» What to work on
Put each line of the items below into a numbered list, skipping any blank lines and leaving out the pictures.

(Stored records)
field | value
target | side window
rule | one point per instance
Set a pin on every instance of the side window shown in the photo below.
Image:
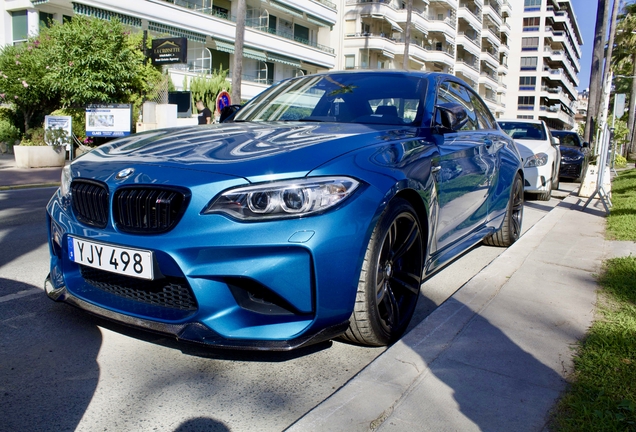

» Full answer
1. field | value
2. target | side window
3. rule | one point per instance
4. Set a pin on every instance of the side window shown in the photo below.
5. Image:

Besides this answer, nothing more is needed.